BEGIN Data extracts

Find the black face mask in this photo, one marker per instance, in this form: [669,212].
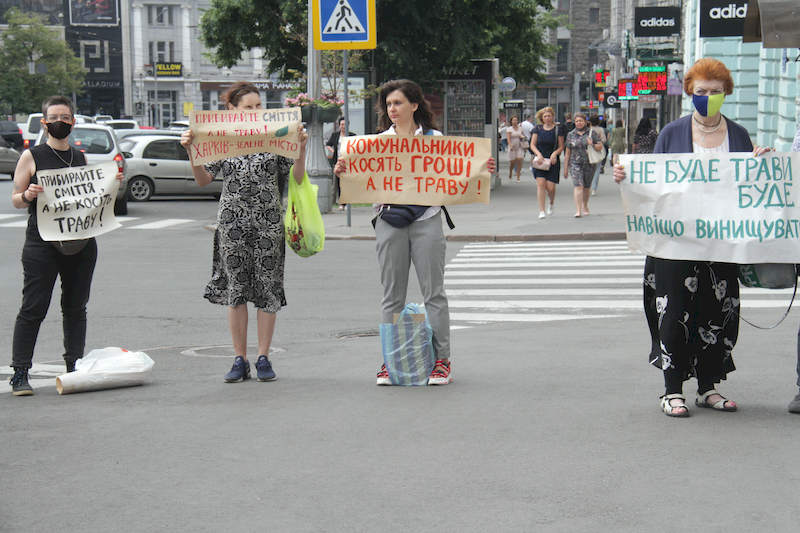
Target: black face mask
[59,129]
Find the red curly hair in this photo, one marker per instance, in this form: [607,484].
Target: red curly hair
[708,68]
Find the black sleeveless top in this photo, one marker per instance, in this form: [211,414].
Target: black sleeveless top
[47,158]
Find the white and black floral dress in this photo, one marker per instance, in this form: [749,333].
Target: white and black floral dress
[249,245]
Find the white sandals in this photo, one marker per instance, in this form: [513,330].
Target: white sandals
[702,401]
[673,410]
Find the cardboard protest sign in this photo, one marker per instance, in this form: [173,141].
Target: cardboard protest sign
[223,134]
[77,202]
[418,170]
[728,207]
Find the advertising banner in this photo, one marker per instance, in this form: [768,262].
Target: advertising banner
[728,207]
[418,170]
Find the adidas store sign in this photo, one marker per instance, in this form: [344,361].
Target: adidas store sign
[657,21]
[722,18]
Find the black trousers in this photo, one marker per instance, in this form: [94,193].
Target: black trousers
[41,264]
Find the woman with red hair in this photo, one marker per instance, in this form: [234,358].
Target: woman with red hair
[692,307]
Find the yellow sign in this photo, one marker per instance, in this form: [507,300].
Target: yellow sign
[344,24]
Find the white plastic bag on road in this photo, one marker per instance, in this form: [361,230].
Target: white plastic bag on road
[106,368]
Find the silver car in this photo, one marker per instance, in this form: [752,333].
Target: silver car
[99,144]
[158,164]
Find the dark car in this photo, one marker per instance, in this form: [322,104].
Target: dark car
[11,133]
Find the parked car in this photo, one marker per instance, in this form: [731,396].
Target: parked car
[158,164]
[122,124]
[98,143]
[11,134]
[8,160]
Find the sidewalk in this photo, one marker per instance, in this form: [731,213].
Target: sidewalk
[512,214]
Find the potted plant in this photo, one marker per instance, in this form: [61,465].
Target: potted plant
[327,107]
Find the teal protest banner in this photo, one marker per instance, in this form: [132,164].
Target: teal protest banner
[715,207]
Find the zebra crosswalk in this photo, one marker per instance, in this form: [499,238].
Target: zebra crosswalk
[21,221]
[562,280]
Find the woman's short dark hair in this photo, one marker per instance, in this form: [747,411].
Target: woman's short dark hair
[57,100]
[422,116]
[644,126]
[237,91]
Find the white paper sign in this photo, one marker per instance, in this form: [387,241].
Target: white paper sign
[728,207]
[77,202]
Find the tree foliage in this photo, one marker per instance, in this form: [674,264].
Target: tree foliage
[417,39]
[36,62]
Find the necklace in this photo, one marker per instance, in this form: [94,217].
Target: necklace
[705,129]
[71,156]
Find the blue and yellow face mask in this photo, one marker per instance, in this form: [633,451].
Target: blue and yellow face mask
[708,105]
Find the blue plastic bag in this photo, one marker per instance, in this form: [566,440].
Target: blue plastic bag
[407,347]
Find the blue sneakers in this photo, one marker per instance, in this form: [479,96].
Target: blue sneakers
[240,370]
[264,370]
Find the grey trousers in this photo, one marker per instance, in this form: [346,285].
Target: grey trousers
[423,244]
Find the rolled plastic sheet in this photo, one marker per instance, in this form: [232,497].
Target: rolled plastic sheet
[106,368]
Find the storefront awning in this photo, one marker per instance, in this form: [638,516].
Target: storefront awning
[773,22]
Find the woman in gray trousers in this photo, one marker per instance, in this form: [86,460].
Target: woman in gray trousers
[403,110]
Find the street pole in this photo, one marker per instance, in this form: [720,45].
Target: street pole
[317,166]
[345,57]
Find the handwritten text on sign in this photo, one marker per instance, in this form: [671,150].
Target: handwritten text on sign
[716,207]
[419,170]
[223,134]
[77,202]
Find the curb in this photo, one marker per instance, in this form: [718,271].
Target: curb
[599,236]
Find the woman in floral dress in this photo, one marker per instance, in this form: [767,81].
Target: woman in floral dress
[692,306]
[249,243]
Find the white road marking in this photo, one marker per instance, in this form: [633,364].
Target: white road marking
[159,224]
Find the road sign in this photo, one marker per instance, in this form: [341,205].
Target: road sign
[344,24]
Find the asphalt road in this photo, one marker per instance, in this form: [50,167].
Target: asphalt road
[549,426]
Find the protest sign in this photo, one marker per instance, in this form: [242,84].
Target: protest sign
[223,134]
[728,207]
[77,202]
[419,170]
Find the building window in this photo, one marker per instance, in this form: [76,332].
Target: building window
[159,15]
[562,59]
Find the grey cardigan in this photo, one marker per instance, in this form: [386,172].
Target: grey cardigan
[676,137]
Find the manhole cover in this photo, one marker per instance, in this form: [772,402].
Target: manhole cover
[356,333]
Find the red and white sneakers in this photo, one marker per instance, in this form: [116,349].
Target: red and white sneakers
[383,377]
[441,373]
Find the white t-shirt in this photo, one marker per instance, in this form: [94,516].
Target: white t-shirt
[432,210]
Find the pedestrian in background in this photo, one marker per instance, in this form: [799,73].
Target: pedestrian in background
[547,143]
[516,147]
[332,152]
[644,138]
[576,162]
[692,306]
[249,245]
[403,110]
[594,121]
[617,141]
[44,261]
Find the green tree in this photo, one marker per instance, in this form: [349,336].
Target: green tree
[36,63]
[417,39]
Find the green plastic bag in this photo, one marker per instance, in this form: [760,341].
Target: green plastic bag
[304,230]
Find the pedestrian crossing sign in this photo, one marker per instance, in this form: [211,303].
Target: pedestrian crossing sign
[344,24]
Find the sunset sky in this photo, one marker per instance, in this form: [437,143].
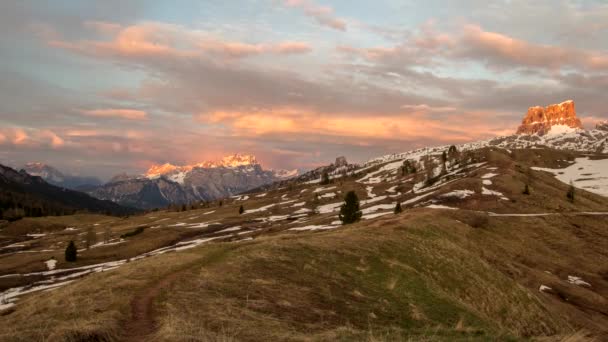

END Data extracts

Try it |
Extract word for word every line from the line that contains "Find the green tree" to the final line of the data, both included, and nothing else; skip the pictures.

Result |
Find the green tree in this photo, one marker per instance, in this form: [349,336].
Target: green tree
[36,63]
[417,39]
Find the green plastic bag in this photo, one marker per instance, in this form: [760,341].
Target: green plastic bag
[304,230]
Find the pedestrian crossing sign in this photo, one marker per instance, in this form: [211,303].
Target: pedestrian crossing sign
[344,24]
Find the sunset sky in this photo, one marker per instance, in this form: [437,143].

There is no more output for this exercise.